* Aim of the exercise
Each entry that appears below should be restated word for word.
[Material for the task]
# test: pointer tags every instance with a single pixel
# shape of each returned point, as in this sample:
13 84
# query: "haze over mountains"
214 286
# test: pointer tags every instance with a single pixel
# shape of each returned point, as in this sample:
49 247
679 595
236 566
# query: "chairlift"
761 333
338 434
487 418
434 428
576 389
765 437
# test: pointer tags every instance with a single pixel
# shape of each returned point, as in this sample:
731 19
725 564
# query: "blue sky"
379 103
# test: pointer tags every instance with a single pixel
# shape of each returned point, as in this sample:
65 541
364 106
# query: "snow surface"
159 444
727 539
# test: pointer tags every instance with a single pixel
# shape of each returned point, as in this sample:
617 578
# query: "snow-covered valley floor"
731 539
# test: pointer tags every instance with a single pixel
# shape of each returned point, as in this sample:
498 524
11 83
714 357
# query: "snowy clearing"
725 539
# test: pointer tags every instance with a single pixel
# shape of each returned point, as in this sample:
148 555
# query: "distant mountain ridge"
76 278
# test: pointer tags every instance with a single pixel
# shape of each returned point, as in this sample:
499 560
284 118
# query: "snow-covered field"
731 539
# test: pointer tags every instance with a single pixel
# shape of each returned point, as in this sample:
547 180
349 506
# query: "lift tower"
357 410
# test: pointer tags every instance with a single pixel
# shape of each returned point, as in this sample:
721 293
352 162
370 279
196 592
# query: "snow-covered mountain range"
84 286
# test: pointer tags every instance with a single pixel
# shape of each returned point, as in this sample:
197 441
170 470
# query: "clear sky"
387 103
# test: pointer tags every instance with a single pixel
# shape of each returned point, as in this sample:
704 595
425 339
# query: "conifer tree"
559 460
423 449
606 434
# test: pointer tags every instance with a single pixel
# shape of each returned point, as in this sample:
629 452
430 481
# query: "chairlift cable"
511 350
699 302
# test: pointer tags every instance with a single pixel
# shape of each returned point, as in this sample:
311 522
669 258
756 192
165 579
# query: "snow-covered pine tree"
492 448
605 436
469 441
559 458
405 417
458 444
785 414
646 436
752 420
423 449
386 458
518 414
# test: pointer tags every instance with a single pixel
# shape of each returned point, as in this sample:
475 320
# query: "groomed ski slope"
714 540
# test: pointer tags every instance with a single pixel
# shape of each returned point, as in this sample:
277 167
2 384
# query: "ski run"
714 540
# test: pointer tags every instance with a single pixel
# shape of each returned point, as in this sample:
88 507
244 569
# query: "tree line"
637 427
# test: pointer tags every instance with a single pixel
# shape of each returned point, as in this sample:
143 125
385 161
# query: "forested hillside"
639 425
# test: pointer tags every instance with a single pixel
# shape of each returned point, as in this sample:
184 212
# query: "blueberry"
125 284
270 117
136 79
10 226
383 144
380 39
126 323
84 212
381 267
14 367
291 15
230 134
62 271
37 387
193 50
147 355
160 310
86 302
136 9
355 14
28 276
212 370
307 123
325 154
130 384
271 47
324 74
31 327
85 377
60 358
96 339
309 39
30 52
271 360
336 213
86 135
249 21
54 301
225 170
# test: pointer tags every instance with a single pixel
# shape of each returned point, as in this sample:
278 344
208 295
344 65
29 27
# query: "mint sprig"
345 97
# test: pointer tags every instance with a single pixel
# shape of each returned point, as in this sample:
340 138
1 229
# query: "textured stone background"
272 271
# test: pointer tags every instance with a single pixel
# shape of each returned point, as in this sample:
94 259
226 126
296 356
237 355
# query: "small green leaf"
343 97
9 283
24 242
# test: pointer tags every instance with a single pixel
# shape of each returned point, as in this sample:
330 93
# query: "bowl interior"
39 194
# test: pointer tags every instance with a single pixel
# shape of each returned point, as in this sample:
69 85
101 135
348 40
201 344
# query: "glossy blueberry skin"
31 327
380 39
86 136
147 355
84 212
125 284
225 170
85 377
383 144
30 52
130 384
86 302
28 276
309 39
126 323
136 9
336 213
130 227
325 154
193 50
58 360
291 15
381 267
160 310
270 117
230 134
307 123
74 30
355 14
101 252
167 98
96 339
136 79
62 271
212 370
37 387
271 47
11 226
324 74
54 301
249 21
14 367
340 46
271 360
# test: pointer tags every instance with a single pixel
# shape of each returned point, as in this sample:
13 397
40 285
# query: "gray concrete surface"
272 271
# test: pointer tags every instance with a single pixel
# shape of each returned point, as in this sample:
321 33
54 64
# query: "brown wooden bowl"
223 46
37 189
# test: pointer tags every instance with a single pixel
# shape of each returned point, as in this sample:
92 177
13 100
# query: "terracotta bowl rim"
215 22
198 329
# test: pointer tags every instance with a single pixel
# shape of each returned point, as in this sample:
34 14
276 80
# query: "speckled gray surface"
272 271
[/Material for the task]
* Answer space
# test: pointer tags every instance with a single pixel
# shape of each returned point, as in this sample:
13 84
# query: "haze over mountains"
214 286
# test: pointer tags every instance with a single pixel
# shape of each returned point, as in this sample:
49 247
679 595
236 566
# query: "chairlift"
761 333
338 434
487 418
434 428
576 389
765 437
# test: pointer tags every instance with a single pixel
# shape of each returned point, as in this sample:
731 19
725 564
# query: "blue sky"
379 103
# test: pointer tags every instance with a single pixel
# shape of each returned point, as in this sample:
65 541
364 106
# query: "snow surface"
159 444
727 539
# test: pointer tags every instance with a single pixel
# shape of each returned point, as in this sample:
617 578
# query: "snow-covered valley floor"
731 539
# test: pointer tags every instance with a single pixel
# shape of each returned point, as in this sample:
498 524
11 83
714 357
# query: "snowy clearing"
725 539
# test: pointer tags every instance with a single pixel
# shape of each returned point, as in this sample:
148 555
# query: "distant mountain ridge"
76 278
# test: pointer tags every instance with a single pixel
# shape of each returned point, as in this sample:
499 560
284 118
# query: "snow-covered field"
731 539
# test: pointer tags every instance with a single pixel
# shape of each returned point, as in this sample:
547 180
349 506
# query: "lift tower"
357 410
# test: pointer tags every instance with a single pixel
# shape of each returned point, as in this sample:
721 293
352 162
370 279
196 592
# query: "snow-covered mountain range"
84 286
# test: pointer tags every instance with a single pixel
# shape of each returned point, as in this sample:
197 441
170 470
# query: "clear sky"
387 103
# test: pointer tags every instance with a single pixel
# shape of each returned point, as in this sample:
704 595
425 339
# query: "conifer tree"
559 460
423 449
606 434
# test: pointer tags every instance with a single pixel
# shape of each returned point, as in this sample:
629 452
430 481
# query: "chairlift cable"
511 350
699 302
# test: pointer tags every instance with a single pixel
# shape of each returned point, as in this sample:
311 522
669 258
756 192
165 579
# query: "snow-covered pine tree"
492 448
605 436
469 441
559 458
405 417
458 444
785 414
646 436
752 420
423 449
386 458
518 414
# test: pointer tags every instance with a single pixel
# shape of each returned point, as in this sample:
475 320
# query: "groomed ski slope"
714 540
# test: pointer tags every instance with a single pixel
# shape of each returned point, as in this sample:
277 167
2 384
# query: "ski run"
714 540
# test: pointer tags every instance with a single pixel
# shape of each returned point, as in this sample:
88 507
244 569
# query: "tree line"
637 427
# test: pointer tags every instance with a single pixel
# shape of each returned point, as in this sample:
143 125
385 161
# query: "forested hillside"
639 425
# test: pointer tags every instance with a single pixel
# shape of each returned point, as in this sample:
184 212
# query: "blueberry"
125 284
270 117
136 79
10 226
383 144
380 39
126 323
84 212
381 267
14 367
291 15
230 134
62 271
37 387
193 50
147 355
160 310
86 302
136 9
355 14
28 276
212 370
307 123
325 154
130 384
271 47
324 74
31 327
85 377
60 358
96 339
309 39
30 52
271 360
336 213
86 135
249 21
54 301
225 170
# test: pointer tags every instance with a single pixel
# shape of each returned point, as in this sample:
278 344
208 295
344 65
29 27
# query: "mint sprig"
345 97
# test: pointer tags every instance with a single pixel
# shape of each returned point, as in this sample:
340 138
1 229
# query: "textured stone background"
272 271
# test: pointer tags every instance with a single pixel
# shape of each returned point, as in this sample:
94 259
226 126
296 356
237 355
# query: "small green leaf"
343 97
9 283
24 242
# test: pointer tags every instance with a single pixel
# shape of each returned point, as in this sample:
330 93
# query: "bowl interior"
39 194
# test: pointer tags every instance with a single pixel
# shape of each returned point, as in this sample:
69 85
101 135
348 40
201 344
# query: "glossy blueberry skin"
31 327
380 39
86 136
147 355
84 212
125 284
225 170
85 377
383 144
30 52
130 384
86 302
28 276
309 39
126 323
136 9
336 213
130 227
325 154
193 50
58 360
291 15
381 267
160 310
270 117
230 134
307 123
74 30
355 14
101 252
167 98
96 339
136 79
62 271
212 370
37 387
271 47
11 226
324 74
54 301
249 21
14 367
340 46
271 360
# test: pointer tags every instance with a single pixel
# shape of each returned point, as in this sample:
13 397
40 285
# query: "gray concrete surface"
272 271
# test: pointer tags every instance with a single pixel
# shape of each returned point, as in this sample:
321 33
54 64
# query: "brown wooden bowl"
223 46
37 189
# test: pointer tags every instance with a single pixel
# shape of each returned point, as in this sample:
92 177
13 100
# query: "terracotta bowl rim"
215 22
198 329
# test: pointer tags every instance with a single pixel
# shape of each returned point, as in this sample:
34 14
276 80
# query: "speckled gray surface"
272 271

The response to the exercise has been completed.